## Extract provided
Kathmandu, Nepal. Click image to view detail.
No person in any city or any country should have to beg for food. Yet too many people are going hungry or barely subsisting, largely due to job losses and government cutbacks. In 2014, charity-run food banks in many countries report an increased demand for their services - both for soup kitchens where meals are served daily and for local food banks, which provide basic groceries for the needy.
Where governments have turned a blind eye, charities, churches and individuals have stepped in to help fill the void. The United Kingdom recently opted out of the European Parliament's fund to provide food aid to those suffering extreme poverty, depriving UK food banks of £3m of much-needed resources. In London, the Cameron government claims "food and material aid measures are better and more efficiently delivered by individual member states through their own social programmes." Yet the UK government undermines its own stated aims with inaction, obfuscation and denial. Several out-of-touch Tory politicians - including Lord Tebbit and Edwina Currie - have gone on record claiming there's "no need" for food banks and that those who use such services are scroungers, spending their meager grocery money on other things.
Faced with a government in denial of food poverty - now a bigger public health concern than diet, according to one public health specialist - too many people are forced to turn to food banks. And these food banks are operated largely by charities or compassionate individuals, not poorly-funded local councils.
David Walker, a Church of England bishop writing in The Guardian reminds us of Archbishop Desmond Tutu's words: "When you've fished enough people out of the river, it's time to take a walk upstream and see who's pushing them in." "And what seems to be casting people in ever increasing numbers into the waters is less a matter of specific policies and more about Britain's scapegoat culture," Walker said. "We've got to a point where it is widely believed that it is better for 10 innocent people to suffer than for one individual to get away with cheating the system."

## Work required
Please rewrite the paragraph in the food bank article above that begins "Where governments have turned a blind eye" as a short bulleted list that keeps its main facts.

## Record excerpts
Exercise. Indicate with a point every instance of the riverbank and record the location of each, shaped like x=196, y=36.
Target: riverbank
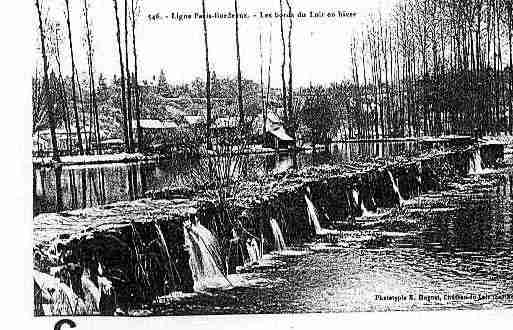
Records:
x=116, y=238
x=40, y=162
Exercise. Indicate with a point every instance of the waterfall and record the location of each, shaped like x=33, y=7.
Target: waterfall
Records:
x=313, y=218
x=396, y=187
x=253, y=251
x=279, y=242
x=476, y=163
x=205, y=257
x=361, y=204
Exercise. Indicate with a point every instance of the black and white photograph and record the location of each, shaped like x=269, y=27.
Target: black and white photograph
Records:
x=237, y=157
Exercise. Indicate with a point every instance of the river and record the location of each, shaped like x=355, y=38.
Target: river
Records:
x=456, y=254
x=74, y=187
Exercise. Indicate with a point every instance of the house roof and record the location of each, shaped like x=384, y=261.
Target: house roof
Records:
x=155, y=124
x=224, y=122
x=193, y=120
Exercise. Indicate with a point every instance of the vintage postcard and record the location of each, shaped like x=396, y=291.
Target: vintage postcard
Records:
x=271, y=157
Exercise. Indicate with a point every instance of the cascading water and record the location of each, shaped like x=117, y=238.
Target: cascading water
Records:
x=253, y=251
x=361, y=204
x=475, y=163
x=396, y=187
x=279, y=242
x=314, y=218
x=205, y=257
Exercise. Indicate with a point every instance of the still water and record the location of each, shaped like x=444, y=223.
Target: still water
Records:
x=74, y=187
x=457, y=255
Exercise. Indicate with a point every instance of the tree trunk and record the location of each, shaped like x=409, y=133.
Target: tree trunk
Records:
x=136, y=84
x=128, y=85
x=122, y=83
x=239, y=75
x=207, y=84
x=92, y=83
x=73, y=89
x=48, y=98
---
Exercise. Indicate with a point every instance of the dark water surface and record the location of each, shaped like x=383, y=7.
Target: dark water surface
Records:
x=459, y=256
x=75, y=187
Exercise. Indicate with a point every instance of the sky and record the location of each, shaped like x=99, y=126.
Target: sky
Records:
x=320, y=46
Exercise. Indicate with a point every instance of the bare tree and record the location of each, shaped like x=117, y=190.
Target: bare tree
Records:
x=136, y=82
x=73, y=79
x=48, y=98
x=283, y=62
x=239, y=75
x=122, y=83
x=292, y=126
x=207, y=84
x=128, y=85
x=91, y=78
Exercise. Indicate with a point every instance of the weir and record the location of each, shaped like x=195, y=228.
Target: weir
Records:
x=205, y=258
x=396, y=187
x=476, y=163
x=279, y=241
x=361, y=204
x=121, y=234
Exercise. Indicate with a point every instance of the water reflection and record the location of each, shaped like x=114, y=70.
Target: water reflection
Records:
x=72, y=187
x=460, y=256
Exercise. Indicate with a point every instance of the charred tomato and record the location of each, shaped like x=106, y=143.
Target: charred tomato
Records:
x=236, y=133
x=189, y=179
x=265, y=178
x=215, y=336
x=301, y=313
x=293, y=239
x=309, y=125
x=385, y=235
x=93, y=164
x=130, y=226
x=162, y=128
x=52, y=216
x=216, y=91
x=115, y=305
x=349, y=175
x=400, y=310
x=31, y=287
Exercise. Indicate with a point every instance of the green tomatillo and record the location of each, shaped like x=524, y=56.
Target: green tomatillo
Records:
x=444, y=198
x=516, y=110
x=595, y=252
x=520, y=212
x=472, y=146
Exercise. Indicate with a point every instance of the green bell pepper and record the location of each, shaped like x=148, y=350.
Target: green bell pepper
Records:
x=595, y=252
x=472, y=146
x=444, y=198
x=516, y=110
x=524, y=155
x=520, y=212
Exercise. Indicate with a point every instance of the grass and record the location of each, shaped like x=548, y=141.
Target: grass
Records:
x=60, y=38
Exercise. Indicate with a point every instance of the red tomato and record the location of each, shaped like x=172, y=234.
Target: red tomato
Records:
---
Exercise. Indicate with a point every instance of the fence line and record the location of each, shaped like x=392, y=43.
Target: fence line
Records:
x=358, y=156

## Reply to the exercise
- Where governments have ignored hunger, charities, churches and individuals have stepped in.
- The United Kingdom opted out of the European Parliament's fund for food aid to people in extreme poverty, denying UK food banks £3m.
- The Cameron government claims such aid is better and more efficiently delivered by member states through their own social programmes.
- Yet the government undermines its stated aims through inaction, obfuscation and denial.
- Tory politicians including Lord Tebbit and Edwina Currie have claimed there is "no need" for food banks and called their users scroungers who spend their grocery money on other things.